PROBLEM REQUIREMENTS - Your task is to transcribe the entries below exactly, beginning with the line containing "I'd really appreciate it if you could find the green" and ending with the final line, and to add nothing else.

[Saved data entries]
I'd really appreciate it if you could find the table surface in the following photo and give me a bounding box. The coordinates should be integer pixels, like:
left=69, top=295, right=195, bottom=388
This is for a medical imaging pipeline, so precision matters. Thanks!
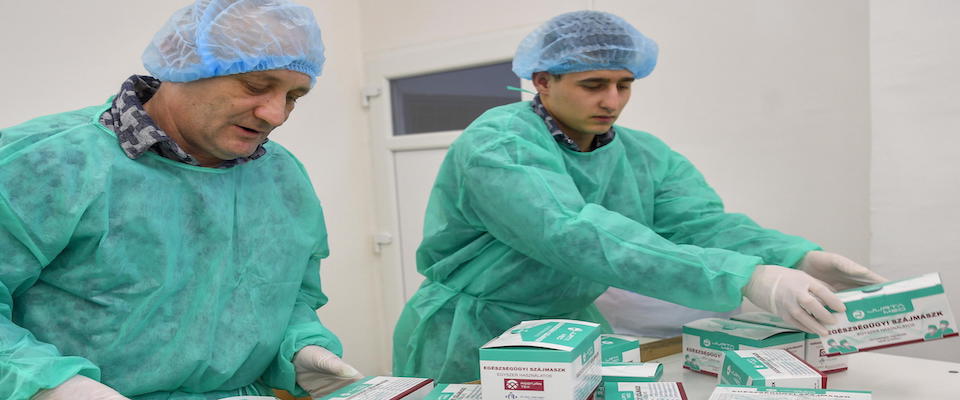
left=655, top=351, right=960, bottom=400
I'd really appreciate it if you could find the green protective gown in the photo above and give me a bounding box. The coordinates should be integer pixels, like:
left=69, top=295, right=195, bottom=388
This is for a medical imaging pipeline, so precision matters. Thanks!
left=392, top=101, right=819, bottom=383
left=0, top=102, right=341, bottom=399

PROBLEM SOLUTION -
I'd really appreciate it if you could find the green protective gown in the photo above and give me a bounding box. The coordinates should be integer pixels, like:
left=69, top=295, right=195, bottom=388
This is for a medical imaging pipeline, so precision matters. Thanks!
left=392, top=101, right=819, bottom=383
left=0, top=102, right=341, bottom=399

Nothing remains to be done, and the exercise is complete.